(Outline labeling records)
+ + + + +

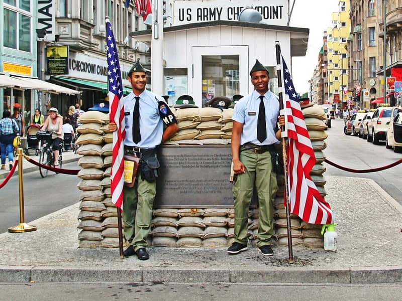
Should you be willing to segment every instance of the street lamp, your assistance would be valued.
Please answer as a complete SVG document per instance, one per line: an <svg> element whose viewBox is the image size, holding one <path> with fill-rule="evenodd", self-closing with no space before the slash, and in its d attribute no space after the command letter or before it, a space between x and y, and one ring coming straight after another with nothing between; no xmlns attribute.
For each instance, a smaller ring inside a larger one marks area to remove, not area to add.
<svg viewBox="0 0 402 301"><path fill-rule="evenodd" d="M361 60L356 59L354 61L356 63L359 63L359 67L357 68L357 70L358 70L359 72L359 83L360 85L361 90L360 91L362 91L363 89L363 64L362 61ZM360 94L360 99L359 99L359 104L361 108L363 107L363 97L362 96L362 93L359 92Z"/></svg>

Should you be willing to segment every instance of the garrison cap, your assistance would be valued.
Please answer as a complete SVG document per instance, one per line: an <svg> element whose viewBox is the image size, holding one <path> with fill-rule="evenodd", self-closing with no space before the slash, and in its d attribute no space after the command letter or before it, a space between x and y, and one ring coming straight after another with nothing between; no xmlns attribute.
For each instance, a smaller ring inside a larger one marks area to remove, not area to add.
<svg viewBox="0 0 402 301"><path fill-rule="evenodd" d="M251 76L251 73L255 72L256 71L266 71L268 74L269 74L267 68L264 67L264 66L258 61L258 60L255 60L255 64L254 64L254 65L251 69L251 71L250 71L250 76Z"/></svg>
<svg viewBox="0 0 402 301"><path fill-rule="evenodd" d="M130 76L131 74L133 72L144 72L146 74L147 73L145 69L144 69L142 65L140 64L140 59L137 59L137 62L133 65L131 69L130 69L129 71L129 76Z"/></svg>
<svg viewBox="0 0 402 301"><path fill-rule="evenodd" d="M227 109L231 103L230 98L223 96L216 96L207 102L207 104L210 107L220 109Z"/></svg>
<svg viewBox="0 0 402 301"><path fill-rule="evenodd" d="M314 105L313 102L310 102L310 99L309 97L299 98L298 103L300 104L300 107L301 109L305 109Z"/></svg>
<svg viewBox="0 0 402 301"><path fill-rule="evenodd" d="M176 100L176 104L173 106L176 108L197 108L194 102L194 99L190 95L181 95Z"/></svg>
<svg viewBox="0 0 402 301"><path fill-rule="evenodd" d="M109 102L105 101L99 102L93 105L91 108L88 109L88 111L98 111L104 113L109 113Z"/></svg>
<svg viewBox="0 0 402 301"><path fill-rule="evenodd" d="M235 94L232 97L232 104L229 106L229 107L233 109L235 107L235 105L237 103L237 102L239 101L241 98L243 98L243 96L241 95L240 94Z"/></svg>

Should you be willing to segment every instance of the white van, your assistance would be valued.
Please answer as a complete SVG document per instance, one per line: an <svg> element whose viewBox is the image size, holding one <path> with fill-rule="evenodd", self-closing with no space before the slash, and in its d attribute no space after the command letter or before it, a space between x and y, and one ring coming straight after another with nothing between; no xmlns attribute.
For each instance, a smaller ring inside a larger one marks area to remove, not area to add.
<svg viewBox="0 0 402 301"><path fill-rule="evenodd" d="M327 114L327 120L325 120L324 122L325 124L327 124L327 126L328 127L328 128L331 128L331 111L333 110L332 105L332 104L321 104L320 105L324 110L325 111L325 113Z"/></svg>

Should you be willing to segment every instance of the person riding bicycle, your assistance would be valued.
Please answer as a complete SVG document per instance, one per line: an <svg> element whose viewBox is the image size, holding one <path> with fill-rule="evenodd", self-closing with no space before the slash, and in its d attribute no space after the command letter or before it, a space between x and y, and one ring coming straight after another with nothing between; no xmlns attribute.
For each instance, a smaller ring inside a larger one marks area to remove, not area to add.
<svg viewBox="0 0 402 301"><path fill-rule="evenodd" d="M49 116L42 126L43 130L47 130L49 132L55 132L52 135L55 167L59 166L59 154L61 148L60 144L63 143L64 138L62 129L63 118L58 115L58 113L59 111L56 108L50 108L49 110Z"/></svg>

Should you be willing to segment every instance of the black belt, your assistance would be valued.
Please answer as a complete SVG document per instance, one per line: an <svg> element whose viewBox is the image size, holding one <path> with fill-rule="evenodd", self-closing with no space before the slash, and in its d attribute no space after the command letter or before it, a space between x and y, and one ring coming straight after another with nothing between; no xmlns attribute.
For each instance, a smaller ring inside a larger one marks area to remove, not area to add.
<svg viewBox="0 0 402 301"><path fill-rule="evenodd" d="M130 146L124 145L125 153L128 153L134 155L135 157L140 158L142 155L148 153L155 153L156 152L156 148L144 148L138 146Z"/></svg>
<svg viewBox="0 0 402 301"><path fill-rule="evenodd" d="M263 154L265 152L275 150L275 144L267 144L265 145L257 145L252 143L246 143L242 145L240 152L242 150L251 150L254 154Z"/></svg>

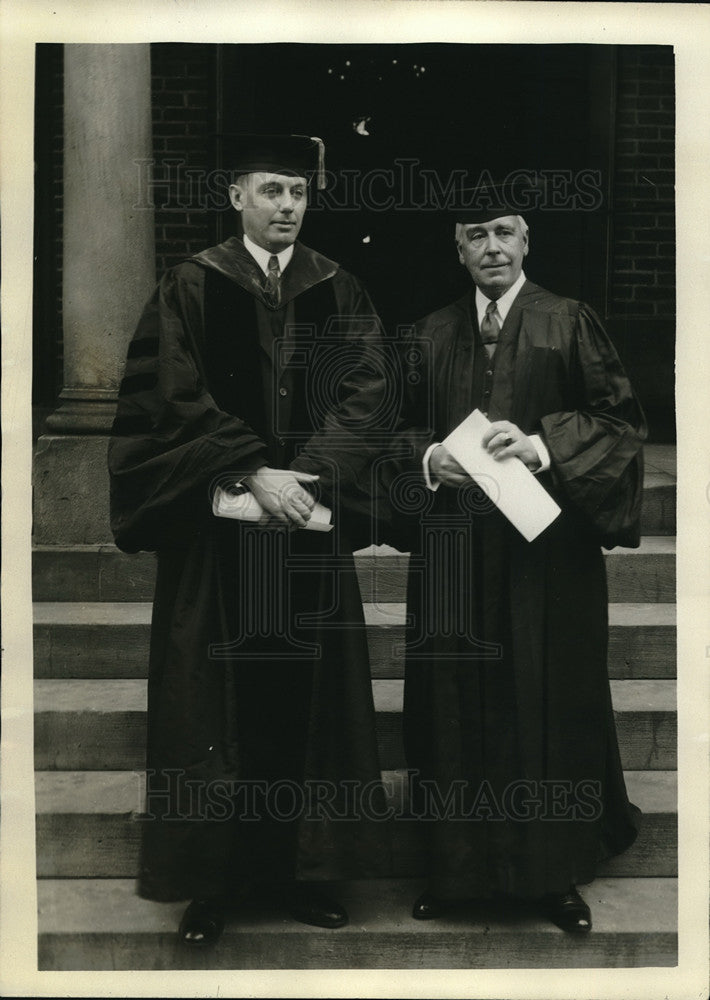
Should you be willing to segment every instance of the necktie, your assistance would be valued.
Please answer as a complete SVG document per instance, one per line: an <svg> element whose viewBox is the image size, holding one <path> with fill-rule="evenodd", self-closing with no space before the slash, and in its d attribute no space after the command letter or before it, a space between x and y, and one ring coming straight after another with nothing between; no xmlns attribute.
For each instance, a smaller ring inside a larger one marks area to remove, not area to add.
<svg viewBox="0 0 710 1000"><path fill-rule="evenodd" d="M269 269L264 278L264 297L272 309L281 305L281 269L276 254L269 257Z"/></svg>
<svg viewBox="0 0 710 1000"><path fill-rule="evenodd" d="M481 320L481 340L484 343L489 358L493 357L499 333L500 323L496 315L496 304L495 302L489 302L486 306L486 315Z"/></svg>

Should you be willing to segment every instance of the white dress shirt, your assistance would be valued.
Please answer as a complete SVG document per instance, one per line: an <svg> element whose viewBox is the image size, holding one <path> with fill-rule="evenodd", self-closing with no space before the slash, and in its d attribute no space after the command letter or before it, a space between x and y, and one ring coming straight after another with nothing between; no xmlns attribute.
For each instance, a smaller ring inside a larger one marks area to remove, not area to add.
<svg viewBox="0 0 710 1000"><path fill-rule="evenodd" d="M518 280L513 285L510 286L507 292L504 292L503 295L501 295L501 297L496 300L496 312L498 313L499 322L501 326L503 326L503 323L505 323L505 318L510 312L510 307L514 302L516 295L525 284L525 280L526 280L525 272L521 271L520 275L518 276ZM481 326L481 321L483 320L483 317L486 314L486 308L488 307L488 303L490 301L491 299L486 298L486 296L483 294L480 288L476 288L476 315L478 316L479 329ZM540 472L547 472L547 470L550 468L550 453L547 450L547 447L545 446L545 442L542 440L539 434L530 434L529 440L533 448L537 452L537 456L540 460L540 465L537 467L537 469L534 470L535 475L537 475ZM434 482L432 480L431 474L429 472L429 458L431 457L431 453L434 451L434 449L439 447L439 443L440 442L435 441L434 444L430 444L426 452L424 453L424 458L422 460L424 480L427 484L427 487L430 490L438 490L439 486L441 485L441 483Z"/></svg>
<svg viewBox="0 0 710 1000"><path fill-rule="evenodd" d="M264 250L263 247L260 247L253 240L250 240L249 237L247 236L247 234L245 233L244 234L244 246L249 251L249 253L252 255L252 257L257 262L257 264L259 265L259 267L261 268L261 270L264 272L264 274L268 274L269 273L269 260L272 257L277 257L278 258L278 261L279 261L279 271L281 272L281 274L283 274L283 272L285 271L285 269L286 269L286 267L288 265L288 262L293 257L293 243L291 244L290 247L286 247L285 250L282 250L281 253L271 254L271 253L269 253L268 250Z"/></svg>

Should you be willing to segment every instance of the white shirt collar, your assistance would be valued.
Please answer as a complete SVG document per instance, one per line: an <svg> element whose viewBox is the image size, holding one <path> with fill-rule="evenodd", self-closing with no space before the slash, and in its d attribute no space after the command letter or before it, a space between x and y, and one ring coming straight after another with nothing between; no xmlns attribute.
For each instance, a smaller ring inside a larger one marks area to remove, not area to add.
<svg viewBox="0 0 710 1000"><path fill-rule="evenodd" d="M498 310L498 315L500 316L501 323L505 323L505 317L510 312L510 307L513 304L515 296L518 294L520 289L525 284L525 272L521 271L518 275L518 280L514 285L511 285L507 292L504 292L499 299L496 300L496 307ZM481 320L486 314L486 306L490 302L483 294L480 288L476 288L476 313L478 315L478 325L481 325Z"/></svg>
<svg viewBox="0 0 710 1000"><path fill-rule="evenodd" d="M244 246L252 255L252 257L257 262L257 264L264 272L264 274L268 274L269 258L272 257L273 255L270 254L268 250L264 250L263 247L260 247L258 244L256 244L254 240L250 240L246 233L244 234ZM286 270L288 262L293 257L293 243L291 244L290 247L286 247L285 250L282 250L281 253L277 253L276 256L279 259L279 269L283 274L283 272Z"/></svg>

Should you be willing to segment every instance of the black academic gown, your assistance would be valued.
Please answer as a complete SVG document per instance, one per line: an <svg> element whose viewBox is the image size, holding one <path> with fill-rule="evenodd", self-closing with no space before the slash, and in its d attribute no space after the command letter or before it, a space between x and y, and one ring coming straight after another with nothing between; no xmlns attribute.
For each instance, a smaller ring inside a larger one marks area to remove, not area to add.
<svg viewBox="0 0 710 1000"><path fill-rule="evenodd" d="M636 836L600 546L638 545L644 417L592 310L531 282L492 363L472 293L417 324L403 358L416 377L405 377L408 457L396 467L418 484L406 543L395 537L412 550L404 728L431 889L565 891ZM562 514L533 542L475 485L421 488L427 446L476 407L541 434L550 452L539 480ZM401 482L394 492L407 494Z"/></svg>
<svg viewBox="0 0 710 1000"><path fill-rule="evenodd" d="M278 310L237 239L170 270L145 308L109 448L116 543L158 563L141 895L388 870L352 792L380 771L352 559L366 539L341 503L383 393L379 338L358 281L298 243ZM214 487L264 463L319 474L336 529L214 517Z"/></svg>

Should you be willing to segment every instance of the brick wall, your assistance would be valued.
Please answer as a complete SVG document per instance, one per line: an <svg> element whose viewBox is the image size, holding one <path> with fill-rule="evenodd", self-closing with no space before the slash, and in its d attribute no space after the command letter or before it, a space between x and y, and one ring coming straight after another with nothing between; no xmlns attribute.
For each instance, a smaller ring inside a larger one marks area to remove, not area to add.
<svg viewBox="0 0 710 1000"><path fill-rule="evenodd" d="M216 120L215 48L151 46L156 268L166 268L213 242L205 205Z"/></svg>
<svg viewBox="0 0 710 1000"><path fill-rule="evenodd" d="M621 46L617 63L612 310L675 314L673 53Z"/></svg>

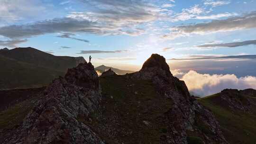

+ + + + +

*Required work*.
Report how many lines in the records above contain the string "segment". Give only the number.

*Response below*.
10